▶ Task to complete
Reproduce every line of the material from the line containing "the rocky riverbank" through the end of the material, both ends included, adding -10 to each x and y coordinate in the answers.

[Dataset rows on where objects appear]
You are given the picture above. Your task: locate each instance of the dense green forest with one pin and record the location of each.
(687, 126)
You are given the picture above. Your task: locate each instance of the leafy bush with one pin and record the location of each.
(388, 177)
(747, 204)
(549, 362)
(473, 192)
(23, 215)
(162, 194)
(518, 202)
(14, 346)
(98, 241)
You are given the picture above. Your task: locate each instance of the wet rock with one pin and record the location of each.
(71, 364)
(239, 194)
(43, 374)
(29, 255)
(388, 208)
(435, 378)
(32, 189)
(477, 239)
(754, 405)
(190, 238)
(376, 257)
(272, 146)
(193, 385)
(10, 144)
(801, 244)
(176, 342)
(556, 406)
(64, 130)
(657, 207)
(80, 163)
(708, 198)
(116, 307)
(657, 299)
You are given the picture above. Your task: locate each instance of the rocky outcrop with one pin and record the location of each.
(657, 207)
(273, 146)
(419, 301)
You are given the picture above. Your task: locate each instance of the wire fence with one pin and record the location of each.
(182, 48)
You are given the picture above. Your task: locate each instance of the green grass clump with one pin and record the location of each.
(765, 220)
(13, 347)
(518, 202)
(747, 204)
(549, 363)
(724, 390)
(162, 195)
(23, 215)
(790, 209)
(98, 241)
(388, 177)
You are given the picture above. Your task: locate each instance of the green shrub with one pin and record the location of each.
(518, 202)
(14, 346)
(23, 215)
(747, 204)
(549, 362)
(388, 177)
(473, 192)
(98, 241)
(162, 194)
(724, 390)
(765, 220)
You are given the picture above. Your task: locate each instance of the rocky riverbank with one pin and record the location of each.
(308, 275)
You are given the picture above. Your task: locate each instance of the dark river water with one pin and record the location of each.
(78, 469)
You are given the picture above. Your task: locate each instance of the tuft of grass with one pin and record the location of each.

▶ Answer for this exercise
You are given the picture above. Your task: locate each instance of the rocky riverbank with one pin and record the location of each.
(298, 265)
You are given the picture above. Your task: locate each instance of the dark river water with one pin and record the location of each.
(68, 459)
You are given the picture above. Your task: locate each instance of the tuft of grass with one pin and record the location of each.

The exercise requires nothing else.